PAGE EXCERPT:
No rants today. I think that from here on out, today will be rantless for me (I can’t call the whole day rantless because I accidentally ranted a bit on Facebook this morning. Ranting is also good for waking up.)

I have a sadness: Our resident Great Blue Heron has died. We need to go do something to honor the body, at least place it serenely in the woods, so the People Who Deal with Death can do their work. The vultures and worms and their communities of goodfolk. I will take photos of the Beautiful One’s feathers. I just need to steel myself. I am not naturally brave with Death, although I value Her, and trust Her.

I also have a lovely happiness: I have no essays to grade this weekend. My soul is free for two days. I need to make something.


Gratitude List:
1. The birdlife here in the hollow. So sad to lose our Blue Heron friend, but this is part of the Cycle. Others will come in their time. Meanwhile, the small wingfolk are singing Spring.
2. Brunch at 301 Cafe! We haven’t done that yet, but it’s in the plan!
3. No big grading this weekend. I feel so light, I could float away.
4. Reassuring dreams
5. Meditating

May we walk in Beauty!

Persist

Before I begin the rant, I want to make a point about Vice Presidents, in light of everything I am about to say. The choice of Stacey Abrams or Kamala Harris as a running mate would go a long way toward attracting my vote, if there’s any choice left in this debacle of a primary campaign by the time it reaches Pennsylvania. Elizabeth Warren, too, of course, but the loss of Warren in the race was only the most recent blow in a line of killing the vast diversity of the overwhelming field of candidates. (I’ve never been sure what to do with Gabbard, and I’m not sure she knows herself.) (Also, I know that Sanders, as a Jewish man, still brings a little diversity–it’s not simply two old white men remaining. Just two old men.) (Ugh. And now I sound really ageist. In this context, the default seems to always be old white men, so that’s part of the story.)

I wrote this rant in pieces yesterday between naps as I was resting to fend off the worst edges of a bad cold. That bit was successful, at least, and I am feeling much better today.

REQUIREMENT 1: Reproduce the blog post word for word, starting with "I have a sadness: Our" and going on through "are singing Spring.".
REQUIREMENT 2: Pick up the blog post right after its last sentence and keep writing it.
The listing that comes next is separate material with no connection to the blog post.

COLLECTED MATERIAL:
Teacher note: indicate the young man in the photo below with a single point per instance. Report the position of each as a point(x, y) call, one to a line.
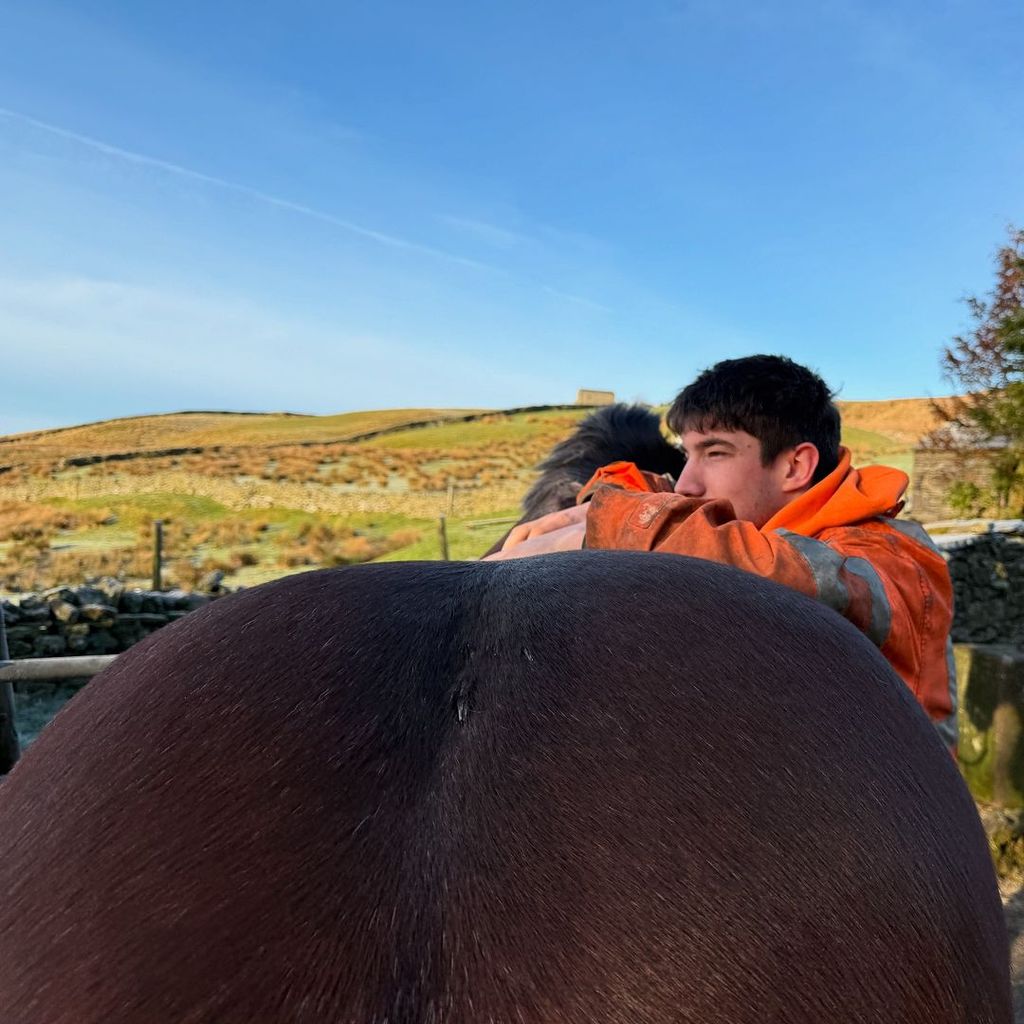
point(768, 488)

RIGHT ANSWER 1:
I have a sadness: Our resident Great Blue Heron has died. We need to go do something to honor the body, at least place it serenely in the woods, so the People Who Deal with Death can do their work. The vultures and worms and their communities of goodfolk. I will take photos of the Beautiful One’s feathers. I just need to steel myself. I am not naturally brave with Death, although I value Her, and trust Her.

I also have a lovely happiness: I have no essays to grade this weekend. My soul is free for two days. I need to make something.


Gratitude List:
1. The birdlife here in the hollow. So sad to lose our Blue Heron friend, but this is part of the Cycle. Others will come in their time. Meanwhile, the small wingfolk are singing Spring.

RIGHT ANSWER 2:
Today, I am an enraged middle school girl. I am a third grader stamping her foot at the unfairness. I am a high school girl rolling her eyes at the absolutely stupidity of it, a college girl sighing yet again in defeat. All of these girls in me had their absolutely valid reasons for rage, and I cannot see over my own middle-aged rage to deal with the echoing memories of theirs. Mine. Ours. The layers.

I just have to say it. This has been a triggering experience for me. I find myself flashing back to younger versions of myself, living this fifty-two-year-old experience along with my college self, my high school self, my middle school and elementary school selves. I don’t remember the first time I noticed that a girl could be smart and articulate and shiny and dynamic, but she couldn’t beat out a goofy boy with a sense of entitlement. For anything. She couldn’t be heard above the clamor of an angry boy, no matter how lucid and smart her own ideas.

This is how it’s been my whole life: A brilliant girl tries for something—some honor, some leadership role, some place—and a goofy boy with a sense of kingly entitlement begins to talk about the inevitability of his own winning, and suddenly she has completely disappeared. No matter that she has a plan for EVERYTHING. No matter that she can talk her way around that boy ten times before he has put together a coherent sentence. No matter that she was born for this. And so he wins.

And today the goofy boy and the angry boy win again, beating out the brilliant girl who has been invisibilized and now erased.

I’m just tired.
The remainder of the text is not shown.